Findlay City Council on Tuesday appropriated $30,000 for the “Raise The Bar” workforce organization, despite a debate over funding nonprofits that has been going on for two years.
The contribution, though, is contingent on City Council getting a seat on the board of Raise The Bar. Mayor Lydia Mihalik was previously the only person on the board who represents city government.
Council voted 7-3 Tuesday night to contribute money to the organization this year. At-Large Councilman Jeff Wobser, 1st Ward Councilwoman Holly Frische and 6th Ward Councilman Jim Niemeyer voted against the donation.
“I’m just saying it’s not a good use of taxpayer dollars,” Wobser said.
While Wobser said he is against funding nonprofit groups, he supports the mission of Raise The Bar, created to tailor future workers for local companies.
Wobser and Frische have previously questioned the city’s contributions to nonprofits, such as money that was appropriated to the Miracle Park project earlier this year.
Frische began arguing against the city funding nonprofits in 2014, when council considered distributing Findlay’s portion of hotel/motel tax revenue to nonprofits.
On Tuesday, Wobser expressed a fear that if council contributed to Raise The Bar, other groups may come forward seeking money.
“We’re going to have a hard time fending off everybody else,” Wobser said.
Frische brought up remarks made by fellow council members years ago, when some suggested that standards should be set to establish which nonprofits would qualify for hotel/motel tax funding.
Frische suggested Tuesday that the city make some sort of “in-kind” donation to the workforce initiative instead of offering up cash from its general fund.
“I see that $30,000 a year could be better used in our Police Department to combat the heroin problem,” Frische said. Frische has often pushed for increased staffing in the fire and police forces and has also suggested that money spent on other projects be put toward safety services instead.
Mayor Mihalik said the city is adding new officers and firefighters regularly. She said three firefighters are going through training now.
Mihalik, who is a Raise The Bar board member, said she was happy council approved the expenditure. Of five groups that are each providing $30,000 to the workforce organization, the city was the last to contribute.
“I’m excited that council has taken an interest in making this happen,” Mihalik said.
Tony Iriti, director of Findlay-Hancock County Economic Development, also fielded questions from council members during Tuesday’s meeting.
Niemeyer asked Iriti what the organization would do to help small business owners. Niemeyer used to own the Dairy Queen on Western Avenue before it closed.

** WHAT THIS EXERCISE ASKS **
**a.** List every person the Raise The Bar article names.
**b.** Please reproduce the Raise The Bar article word for word from "The contribution, though, is" up to and including "earlier this year.".
**c.** By what vote did council approve the contribution, according to the Raise The Bar article?

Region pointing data
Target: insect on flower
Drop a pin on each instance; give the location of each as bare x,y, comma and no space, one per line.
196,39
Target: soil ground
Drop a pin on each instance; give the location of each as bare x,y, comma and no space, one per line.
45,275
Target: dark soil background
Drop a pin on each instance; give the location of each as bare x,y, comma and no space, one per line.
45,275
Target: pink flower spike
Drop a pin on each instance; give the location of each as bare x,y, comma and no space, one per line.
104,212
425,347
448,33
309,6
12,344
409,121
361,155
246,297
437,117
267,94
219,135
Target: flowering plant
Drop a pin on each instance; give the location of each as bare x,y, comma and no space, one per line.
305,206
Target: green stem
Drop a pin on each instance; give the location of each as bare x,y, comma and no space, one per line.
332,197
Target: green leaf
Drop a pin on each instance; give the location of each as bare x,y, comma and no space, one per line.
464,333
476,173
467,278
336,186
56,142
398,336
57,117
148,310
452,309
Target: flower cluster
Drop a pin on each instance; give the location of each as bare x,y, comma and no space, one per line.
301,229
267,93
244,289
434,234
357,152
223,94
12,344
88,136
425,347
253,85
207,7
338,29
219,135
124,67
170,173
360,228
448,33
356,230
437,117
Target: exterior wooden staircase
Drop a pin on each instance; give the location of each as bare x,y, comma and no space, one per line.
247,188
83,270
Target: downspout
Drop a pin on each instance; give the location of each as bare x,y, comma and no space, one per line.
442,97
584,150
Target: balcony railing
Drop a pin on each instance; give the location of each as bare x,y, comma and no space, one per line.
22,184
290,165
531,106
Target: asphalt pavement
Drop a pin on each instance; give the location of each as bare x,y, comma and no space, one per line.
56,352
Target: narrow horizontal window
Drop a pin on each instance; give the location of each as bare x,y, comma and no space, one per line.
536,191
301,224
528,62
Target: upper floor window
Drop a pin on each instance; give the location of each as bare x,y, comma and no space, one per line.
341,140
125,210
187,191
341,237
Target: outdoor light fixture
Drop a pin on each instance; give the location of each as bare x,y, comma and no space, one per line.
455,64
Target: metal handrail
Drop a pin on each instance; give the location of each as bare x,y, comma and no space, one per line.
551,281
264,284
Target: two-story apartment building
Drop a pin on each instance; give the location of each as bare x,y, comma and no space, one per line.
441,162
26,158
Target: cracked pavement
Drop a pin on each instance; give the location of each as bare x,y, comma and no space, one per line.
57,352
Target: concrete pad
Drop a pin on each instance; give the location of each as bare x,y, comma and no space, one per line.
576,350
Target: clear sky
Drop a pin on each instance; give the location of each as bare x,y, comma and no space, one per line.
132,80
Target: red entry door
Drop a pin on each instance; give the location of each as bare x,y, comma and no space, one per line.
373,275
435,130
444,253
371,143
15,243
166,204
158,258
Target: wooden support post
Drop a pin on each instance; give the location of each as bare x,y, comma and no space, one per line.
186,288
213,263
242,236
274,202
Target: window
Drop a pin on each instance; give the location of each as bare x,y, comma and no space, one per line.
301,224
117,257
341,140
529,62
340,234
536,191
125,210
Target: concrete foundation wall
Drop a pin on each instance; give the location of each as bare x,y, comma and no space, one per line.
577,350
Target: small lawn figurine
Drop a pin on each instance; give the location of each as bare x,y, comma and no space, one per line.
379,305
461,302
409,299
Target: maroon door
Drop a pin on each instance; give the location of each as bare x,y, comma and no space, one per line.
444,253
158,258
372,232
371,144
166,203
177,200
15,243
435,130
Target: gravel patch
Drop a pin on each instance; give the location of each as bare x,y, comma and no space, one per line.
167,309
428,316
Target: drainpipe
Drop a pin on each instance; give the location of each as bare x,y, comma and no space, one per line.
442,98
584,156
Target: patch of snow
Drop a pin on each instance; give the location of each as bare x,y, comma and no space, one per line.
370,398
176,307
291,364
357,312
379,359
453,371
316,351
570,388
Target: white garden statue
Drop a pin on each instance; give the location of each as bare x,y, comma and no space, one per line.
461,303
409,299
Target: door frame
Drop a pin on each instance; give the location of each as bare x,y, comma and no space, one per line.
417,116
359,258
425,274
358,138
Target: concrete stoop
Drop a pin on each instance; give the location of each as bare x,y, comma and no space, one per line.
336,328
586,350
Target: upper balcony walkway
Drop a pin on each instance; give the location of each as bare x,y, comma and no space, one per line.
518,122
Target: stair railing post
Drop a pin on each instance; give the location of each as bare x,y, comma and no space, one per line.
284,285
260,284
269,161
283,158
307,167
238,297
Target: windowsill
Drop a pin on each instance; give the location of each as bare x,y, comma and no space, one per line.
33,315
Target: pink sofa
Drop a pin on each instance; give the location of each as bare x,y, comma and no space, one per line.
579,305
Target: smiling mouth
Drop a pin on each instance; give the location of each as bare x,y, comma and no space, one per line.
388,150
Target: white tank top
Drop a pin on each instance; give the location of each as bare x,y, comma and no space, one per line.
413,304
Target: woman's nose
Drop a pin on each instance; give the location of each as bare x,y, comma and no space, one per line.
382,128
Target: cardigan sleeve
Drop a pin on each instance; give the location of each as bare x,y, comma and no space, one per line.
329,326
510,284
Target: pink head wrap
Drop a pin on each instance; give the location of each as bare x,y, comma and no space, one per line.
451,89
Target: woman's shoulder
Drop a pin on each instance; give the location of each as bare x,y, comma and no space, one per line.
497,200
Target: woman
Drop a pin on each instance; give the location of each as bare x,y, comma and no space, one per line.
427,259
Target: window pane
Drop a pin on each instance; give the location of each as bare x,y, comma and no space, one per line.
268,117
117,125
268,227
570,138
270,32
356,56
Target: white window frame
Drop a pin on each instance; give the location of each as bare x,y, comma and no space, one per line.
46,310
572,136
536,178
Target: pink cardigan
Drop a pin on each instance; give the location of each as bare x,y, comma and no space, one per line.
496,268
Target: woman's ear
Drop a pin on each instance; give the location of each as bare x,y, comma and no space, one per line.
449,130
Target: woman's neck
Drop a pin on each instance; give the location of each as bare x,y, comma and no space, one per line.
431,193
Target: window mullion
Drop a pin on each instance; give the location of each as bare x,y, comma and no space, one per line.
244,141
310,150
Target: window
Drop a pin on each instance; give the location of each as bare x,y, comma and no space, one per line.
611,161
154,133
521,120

** ANSWERS BELOW **
**a.** Lydia Mihalik, Jeff Wobser, Holly Frische, Jim Niemeyer, Tony Iriti

**b.**
The contribution, though, is contingent on City Council getting a seat on the board of Raise The Bar. Mayor Lydia Mihalik was previously the only person on the board who represents city government.
Council voted 7-3 Tuesday night to contribute money to the organization this year. At-Large Councilman Jeff Wobser, 1st Ward Councilwoman Holly Frische and 6th Ward Councilman Jim Niemeyer voted against the donation.
“I’m just saying it’s not a good use of taxpayer dollars,” Wobser said.
While Wobser said he is against funding nonprofit groups, he supports the mission of Raise The Bar, created to tailor future workers for local companies.
Wobser and Frische have previously questioned the city’s contributions to nonprofits, such as money that was appropriated to the Miracle Park project earlier this year.

**c.** 7-3